- _Stated problem_
Set down the records below exactly as they stand, line for line, but leave out the pictures.
# start of Provided entries
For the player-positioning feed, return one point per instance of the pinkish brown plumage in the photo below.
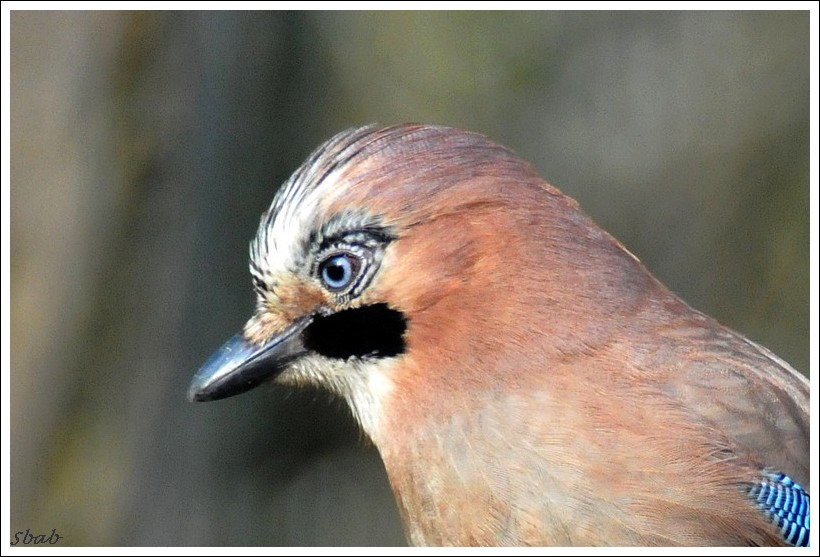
(525, 379)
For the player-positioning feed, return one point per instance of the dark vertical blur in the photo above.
(145, 145)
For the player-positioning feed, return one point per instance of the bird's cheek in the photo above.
(277, 312)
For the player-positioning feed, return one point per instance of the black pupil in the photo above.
(335, 270)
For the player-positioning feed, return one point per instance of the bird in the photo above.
(524, 378)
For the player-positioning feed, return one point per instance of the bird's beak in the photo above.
(239, 366)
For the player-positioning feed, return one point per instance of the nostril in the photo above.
(375, 330)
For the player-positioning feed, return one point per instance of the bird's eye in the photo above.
(339, 271)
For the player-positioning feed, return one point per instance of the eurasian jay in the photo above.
(524, 378)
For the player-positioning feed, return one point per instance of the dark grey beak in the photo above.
(239, 366)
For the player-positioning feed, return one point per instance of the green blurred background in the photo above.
(145, 146)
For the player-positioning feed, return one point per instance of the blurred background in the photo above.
(145, 146)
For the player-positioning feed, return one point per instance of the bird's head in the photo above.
(408, 259)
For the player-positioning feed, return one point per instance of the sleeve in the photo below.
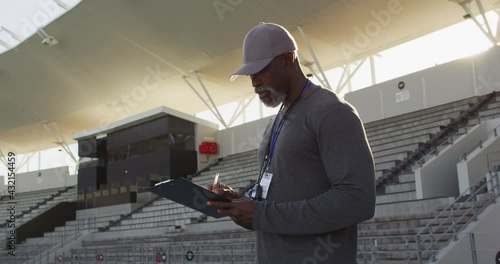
(348, 162)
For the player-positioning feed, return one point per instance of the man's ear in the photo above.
(290, 57)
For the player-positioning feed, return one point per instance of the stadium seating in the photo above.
(164, 227)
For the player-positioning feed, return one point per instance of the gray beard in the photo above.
(273, 97)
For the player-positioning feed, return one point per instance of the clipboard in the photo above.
(189, 194)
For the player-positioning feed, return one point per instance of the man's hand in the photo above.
(239, 209)
(223, 190)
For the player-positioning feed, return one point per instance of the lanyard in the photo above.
(276, 131)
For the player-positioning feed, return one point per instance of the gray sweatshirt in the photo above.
(322, 187)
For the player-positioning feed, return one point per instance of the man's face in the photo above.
(266, 84)
(270, 96)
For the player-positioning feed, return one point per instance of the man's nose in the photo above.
(255, 80)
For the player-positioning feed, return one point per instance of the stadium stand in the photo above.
(165, 229)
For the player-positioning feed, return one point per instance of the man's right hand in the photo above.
(223, 190)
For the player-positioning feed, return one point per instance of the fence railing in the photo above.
(446, 226)
(479, 144)
(171, 253)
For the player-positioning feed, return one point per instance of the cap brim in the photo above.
(251, 68)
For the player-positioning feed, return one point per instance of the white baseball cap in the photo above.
(261, 45)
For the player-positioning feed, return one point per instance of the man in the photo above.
(316, 180)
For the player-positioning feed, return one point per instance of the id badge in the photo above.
(265, 182)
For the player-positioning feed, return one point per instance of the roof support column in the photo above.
(309, 65)
(350, 75)
(485, 26)
(306, 41)
(213, 108)
(26, 158)
(52, 128)
(372, 70)
(239, 111)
# end of Provided entries
- _Reply to the task_
For the player-positioning feed, return one point per instance of the pinkish brown plumage in the photo below.
(525, 379)
For the player-positioning feed, return one point per instance of the dark vertical blur in the photo above.
(145, 145)
For the player-positioning feed, return one point per instance of the bird's cheek in the photo above.
(277, 312)
For the player-positioning feed, return one point per instance of the black pupil in the photo above.
(335, 270)
For the player-positioning feed, return one point per instance of the bird in the photo above.
(524, 378)
For the player-positioning feed, return one point per instance of the bird's beak in the photo above.
(239, 366)
For the player-positioning feed, return one point per instance of the nostril in the photo above.
(375, 330)
For the player-positioning feed, return one point per instance of the bird's eye in the photo above.
(339, 271)
For the player-positioning feed, return one point per instance of the eurasian jay in the photo above.
(524, 378)
For the player-positioning feed, return one point per instance of the dark grey beak in the photo above.
(239, 366)
For the player-positioning feed, return one point per instance of the green blurred background in the photo above.
(145, 146)
For the player-positioning feed, return one point per instance of the blurred background in the photo above.
(145, 146)
For the player-positioning feed, return one point per instance of the bird's head in the photo above.
(408, 259)
For the player-positioning feed, return one point per instance of the sleeve in the photo below.
(348, 162)
For the player-positioning feed, return one point per instance of the man's ear in the photo above.
(290, 57)
For the player-positioning feed, return one point per instance of the stadium seating in the photo above.
(164, 227)
For the player-positioning feed, return one point per instance of the gray beard in the photo above.
(273, 97)
For the player-positioning feed, return one point per instance of the clipboard in the photo above.
(189, 194)
For the player-positioning feed, return one point per instance of the man's hand in the photo above.
(239, 209)
(223, 190)
For the player-positioning feed, return one point per instance of the lanyard in the photo above.
(276, 131)
For the player-positioning feed, return one point per instance of the gray sweatshirt in the photo above.
(322, 187)
For the player-positioning feed, return one point per instance of the man's face in the photo above.
(266, 84)
(270, 96)
For the player-positioning feed, return one point per instance of the man's nose in the photo above.
(255, 80)
For the player-positioning feed, return one point per instance of the stadium stand in the photo above.
(165, 229)
For the player-positioning feed, return one point per instance of the man's right hand in the photo above.
(223, 190)
For the player-positioning feed, return one point per instance of the fence railing in the photo above.
(446, 226)
(479, 144)
(171, 253)
For the player-positioning feed, return one point per instance of the cap brim in the photo above.
(251, 68)
For the player-positioning feed, return one point per instance of the white baseball cap in the photo above.
(261, 45)
For the player-positioning feed, return one point per instance of the man in the photo above.
(316, 180)
For the player-positioning feed, return one point per instance of the id badge in the photo above.
(265, 182)
For the player-positioning feed, return one point per instance of the roof support column in the photo above.
(309, 65)
(350, 75)
(485, 26)
(306, 41)
(213, 108)
(26, 158)
(52, 128)
(372, 70)
(239, 111)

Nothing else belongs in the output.